> [Instruções]:
1. Responda às perguntas seguintes com base no texto sobre os encargos dos municípios com a construção de escolas:
(a) Que percentagem da despesa de construção se admite que recairá sobre os orçamentos municipais?
(b) Segundo a noção descrita no texto, por que valor se vende o terreno destinado a uma escola?
(c) A quem se deve fazer compreender que incumbe comparticipar ativamente em determinados encargos?
2. Prossiga o texto sobre os encargos dos municípios com a construção de escolas a partir da última frase apresentada.

Sendo assim, e a admitirmos que uma grande parte das escolas a construir farão incidir 50 por cento da despesa de construção sobre orçamentos municipais cujas receitas mal chegam, quando chegam, para promover a satisfação de encargos permanentes e obrigatórios, não vejo como essas autarquias possam promover a parte primeira que permitirá a construção, isto é, a aquisição ou expropriação do terreno!
Pois se as obrigações resultantes do ensino primário e inerentes aos municípios, como seja o funcionamento das escolas, limpeza, iluminação, expediente, etc..., que se concretizam no pagamento dessas despesas e de tantas outras com as quais incentivam, promovem ou valorizam a formação dos seus povos, muitas vezes excedem a sua capacidade de realização, como podem os municípios com mais essa despesa?!
Não creio que de um momento para o outro se modificasse a mentalidade de tantos quantos, possuidores de terrenos, deviam ou podiam cedê-los para a construção de obras de eminente utilidade pública, como é o caso da construção de escolas.
O que me parece é que toma corpo a deformada noção de que câmara municipal é Estado; terreno para a câmara construir uma escola é terreno para o Estado, logo, porque o Estado é rico, vende-se pelo dobro do seu valor real.
Não discuto se às câmaras compete ou não a obrigação de comparticipar nestas despesas - matéria aliás muito discutível: limito-me a duvidar que as câmaras municipais possam cumprir a obrigação que lhes atribuem, e se não podem classifico de injusta a situação em que o Estado as coloca.
Concordo, sem hesitação, que se insista em fazer compreender que é aos munícipes de cada município que incumbe comparticipar activamente em determinados encargos, figurando entre eles, com papel relevante e primacial, os encargos educacionais.

> [Dados armazenados]:
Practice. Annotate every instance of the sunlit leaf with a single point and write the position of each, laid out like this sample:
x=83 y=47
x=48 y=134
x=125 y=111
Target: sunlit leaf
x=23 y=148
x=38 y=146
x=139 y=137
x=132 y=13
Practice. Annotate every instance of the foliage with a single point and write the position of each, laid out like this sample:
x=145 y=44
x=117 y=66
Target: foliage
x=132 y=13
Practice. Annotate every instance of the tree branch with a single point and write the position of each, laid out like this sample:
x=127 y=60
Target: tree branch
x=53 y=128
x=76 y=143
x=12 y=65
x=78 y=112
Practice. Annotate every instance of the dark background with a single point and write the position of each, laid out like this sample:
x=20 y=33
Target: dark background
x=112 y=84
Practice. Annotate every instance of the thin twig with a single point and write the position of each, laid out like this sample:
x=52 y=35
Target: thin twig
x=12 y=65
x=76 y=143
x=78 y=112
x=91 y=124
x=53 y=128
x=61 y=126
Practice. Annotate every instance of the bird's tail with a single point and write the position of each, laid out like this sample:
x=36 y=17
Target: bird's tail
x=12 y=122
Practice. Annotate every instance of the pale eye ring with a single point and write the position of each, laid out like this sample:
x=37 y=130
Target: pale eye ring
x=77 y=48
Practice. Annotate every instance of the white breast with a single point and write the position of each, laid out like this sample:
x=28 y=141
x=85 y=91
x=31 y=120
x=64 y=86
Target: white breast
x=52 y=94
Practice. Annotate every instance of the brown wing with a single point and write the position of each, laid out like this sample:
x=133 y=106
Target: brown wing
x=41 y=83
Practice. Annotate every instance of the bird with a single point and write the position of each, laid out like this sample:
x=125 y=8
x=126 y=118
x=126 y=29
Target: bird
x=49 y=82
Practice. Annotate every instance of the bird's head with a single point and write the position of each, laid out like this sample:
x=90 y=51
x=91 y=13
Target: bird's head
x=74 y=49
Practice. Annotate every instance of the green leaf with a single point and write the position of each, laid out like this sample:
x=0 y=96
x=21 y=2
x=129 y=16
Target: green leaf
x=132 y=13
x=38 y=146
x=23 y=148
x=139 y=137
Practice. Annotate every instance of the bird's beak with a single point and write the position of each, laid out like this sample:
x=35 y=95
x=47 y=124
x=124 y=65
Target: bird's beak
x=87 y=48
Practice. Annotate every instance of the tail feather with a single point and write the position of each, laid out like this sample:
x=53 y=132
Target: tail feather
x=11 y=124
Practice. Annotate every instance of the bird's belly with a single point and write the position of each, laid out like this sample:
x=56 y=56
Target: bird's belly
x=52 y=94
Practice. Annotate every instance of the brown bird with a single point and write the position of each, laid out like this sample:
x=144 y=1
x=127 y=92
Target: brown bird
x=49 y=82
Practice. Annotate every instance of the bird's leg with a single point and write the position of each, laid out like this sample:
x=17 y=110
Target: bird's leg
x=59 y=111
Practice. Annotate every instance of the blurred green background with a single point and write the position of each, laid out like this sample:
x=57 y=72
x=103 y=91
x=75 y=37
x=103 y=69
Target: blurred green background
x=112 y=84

* * *

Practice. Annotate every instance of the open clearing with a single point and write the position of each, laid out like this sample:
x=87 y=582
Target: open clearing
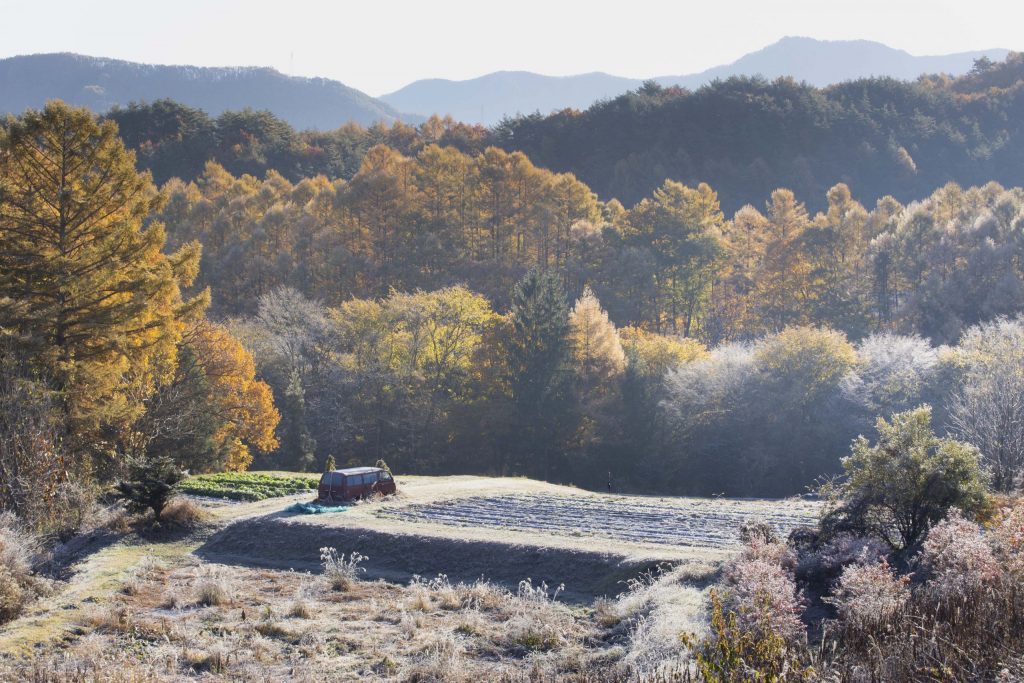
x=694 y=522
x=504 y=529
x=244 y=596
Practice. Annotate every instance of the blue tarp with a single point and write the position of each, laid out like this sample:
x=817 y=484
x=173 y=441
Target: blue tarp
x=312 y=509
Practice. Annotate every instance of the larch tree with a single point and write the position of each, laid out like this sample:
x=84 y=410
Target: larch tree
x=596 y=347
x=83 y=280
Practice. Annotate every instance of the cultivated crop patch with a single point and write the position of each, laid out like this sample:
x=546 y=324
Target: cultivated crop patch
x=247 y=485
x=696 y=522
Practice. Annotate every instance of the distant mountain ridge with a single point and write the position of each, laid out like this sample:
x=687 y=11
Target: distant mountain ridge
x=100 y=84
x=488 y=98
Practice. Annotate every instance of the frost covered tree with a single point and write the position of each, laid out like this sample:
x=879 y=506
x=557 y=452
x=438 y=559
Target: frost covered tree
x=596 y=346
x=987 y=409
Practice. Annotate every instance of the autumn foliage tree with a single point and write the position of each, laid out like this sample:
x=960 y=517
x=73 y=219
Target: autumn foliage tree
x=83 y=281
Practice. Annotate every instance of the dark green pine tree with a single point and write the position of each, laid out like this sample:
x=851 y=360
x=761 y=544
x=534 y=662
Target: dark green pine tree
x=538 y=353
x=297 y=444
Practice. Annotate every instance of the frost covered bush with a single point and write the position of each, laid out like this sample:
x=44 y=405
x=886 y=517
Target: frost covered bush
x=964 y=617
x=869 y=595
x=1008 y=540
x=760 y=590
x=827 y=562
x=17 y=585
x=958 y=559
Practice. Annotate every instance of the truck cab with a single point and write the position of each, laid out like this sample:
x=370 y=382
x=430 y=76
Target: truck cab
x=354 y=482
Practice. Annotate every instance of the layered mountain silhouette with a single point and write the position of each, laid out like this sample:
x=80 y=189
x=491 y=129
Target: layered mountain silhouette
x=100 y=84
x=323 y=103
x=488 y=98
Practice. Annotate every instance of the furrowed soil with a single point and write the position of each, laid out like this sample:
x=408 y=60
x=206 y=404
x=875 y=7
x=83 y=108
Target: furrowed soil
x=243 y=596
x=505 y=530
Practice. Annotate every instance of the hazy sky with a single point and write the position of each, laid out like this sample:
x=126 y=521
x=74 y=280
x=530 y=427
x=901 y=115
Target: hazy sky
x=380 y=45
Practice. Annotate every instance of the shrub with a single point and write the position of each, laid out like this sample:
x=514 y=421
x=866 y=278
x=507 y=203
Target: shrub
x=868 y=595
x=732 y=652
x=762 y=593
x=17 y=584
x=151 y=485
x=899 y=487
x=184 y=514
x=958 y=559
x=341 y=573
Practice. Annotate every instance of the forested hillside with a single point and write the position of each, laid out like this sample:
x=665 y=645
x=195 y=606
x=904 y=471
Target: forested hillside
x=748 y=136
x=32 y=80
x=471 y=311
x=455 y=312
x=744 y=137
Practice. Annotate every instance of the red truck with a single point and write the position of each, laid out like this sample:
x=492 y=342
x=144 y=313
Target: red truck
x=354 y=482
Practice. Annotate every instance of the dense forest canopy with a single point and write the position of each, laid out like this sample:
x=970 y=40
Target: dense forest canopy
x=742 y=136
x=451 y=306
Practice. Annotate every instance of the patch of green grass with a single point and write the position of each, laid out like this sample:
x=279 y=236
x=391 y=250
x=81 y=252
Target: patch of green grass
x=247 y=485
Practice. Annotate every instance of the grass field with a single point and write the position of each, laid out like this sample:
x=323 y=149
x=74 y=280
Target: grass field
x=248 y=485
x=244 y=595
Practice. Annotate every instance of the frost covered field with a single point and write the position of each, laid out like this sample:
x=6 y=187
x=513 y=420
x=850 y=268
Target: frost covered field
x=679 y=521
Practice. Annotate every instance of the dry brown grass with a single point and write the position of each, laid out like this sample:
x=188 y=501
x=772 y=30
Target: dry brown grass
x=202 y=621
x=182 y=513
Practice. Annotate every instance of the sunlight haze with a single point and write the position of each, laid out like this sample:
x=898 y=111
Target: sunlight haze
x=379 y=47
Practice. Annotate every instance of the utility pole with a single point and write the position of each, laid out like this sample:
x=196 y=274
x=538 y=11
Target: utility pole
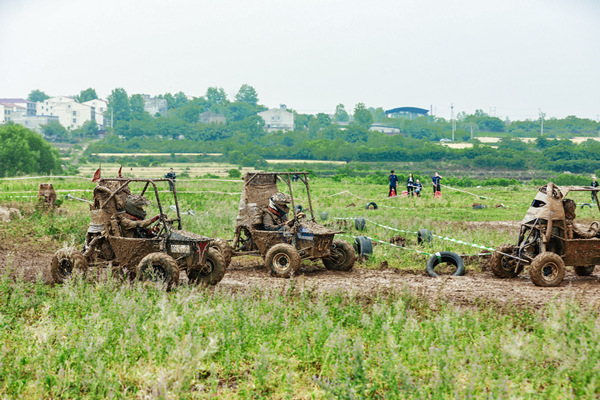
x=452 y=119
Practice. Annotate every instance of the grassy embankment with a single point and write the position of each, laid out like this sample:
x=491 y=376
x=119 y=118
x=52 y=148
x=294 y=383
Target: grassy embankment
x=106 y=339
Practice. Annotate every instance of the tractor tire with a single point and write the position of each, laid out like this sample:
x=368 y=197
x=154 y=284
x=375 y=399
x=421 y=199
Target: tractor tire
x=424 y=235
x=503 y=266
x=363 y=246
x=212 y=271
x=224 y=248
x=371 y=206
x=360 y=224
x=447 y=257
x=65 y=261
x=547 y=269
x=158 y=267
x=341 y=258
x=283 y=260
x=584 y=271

> [Respostas]:
1.
(a) 50 por cento.
(b) Pelo dobro do seu valor real.
(c) Aos munícipes de cada município.

2.
Todavia, aprecie-se a real actividade municipal, considere-se a sua verdadeira situação financeira, reveja-se à luz da justiça a sua capacidade realizadora perante os montantes das suas receitas e despesas, valorize-se a sua actuação como autarquia local, e então, só então, se deverá preceituar quais as obrigações que lhe são confiadas.
Entretanto não resisto a apelar para os municípios, certo de que uma vez mais, como sempre, demonstrarão a unidade, real entre todos os portugueses! de boa vontade, colaborando nesta obra de excepcional importância, contribuindo com o seu espírito de sacrifício e e com a sua energia para o impulso e rapidez que se pretende imprimir ao plano de construções das escolas primárias.
Vozes: - Muito bem!
O Orador: - Humildemente peço a V. Ex.ª, Sr. Presidente, e a VV. Ex.ªs, Srs. Deputados, que me relevem a extensão das minhas considerações, mas, apaixonado pelos problemas do ensino e por tudo quanto com os mesmos se relaciona, chego a perder a noção do tempo, correndo o sério risco de vos maçar.
Não desejava, no entanto, terminar antes de tecer alguns comentários sobre a feliz ideia expressa na proposta de fomentar o alojamento dos professores primários junta das escolas, nas localidades rurais, e lamentar profundamente que não houvesse possibilidade de construir, em anexo, a respectiva cantina, especialmente nos mesmos meios rurais.
Vejamos, ordenadamente, os dois casos.
A ideia da presença do professor no local da escola já foi encarada no Decreto n.º 2947; de Janeiro de 1917, e posteriormente abandonada. Agora que o Governo resolveu readoptar tal princípio e dele parte a iniciativa, cumpre-lhe zelar pelo respeito da pureza das suas intenções, não permitindo que as desvirtuem.
A acção formativa do professor primário no meio rural, na generalidade privado de elites, entregue a si próprio e aos mal-intencionados, é tão importante e susceptível de tão decisiva influência que julgo indispensável a sua total integração no meio onde vai exercer a sua missão. Alargam-se, desta forma, os limites da acção educativa, que ultrapassa o edifício da escola e inunda todo o aglomerado populacional; estimula-se a frequência escolar, activa-se a colaboração humana pelo contacto permanente, pelo convívio diário; reduzem-se ou anulam-se preconceitos, tantas vezes perturbadores das relações que devem unir a família e a escola; fomenta-se a fixação do professor ao local de trabalho.
Todas estas razões, e mais haverá, são mais que bastantes para justificar a medida que o Governo propõe.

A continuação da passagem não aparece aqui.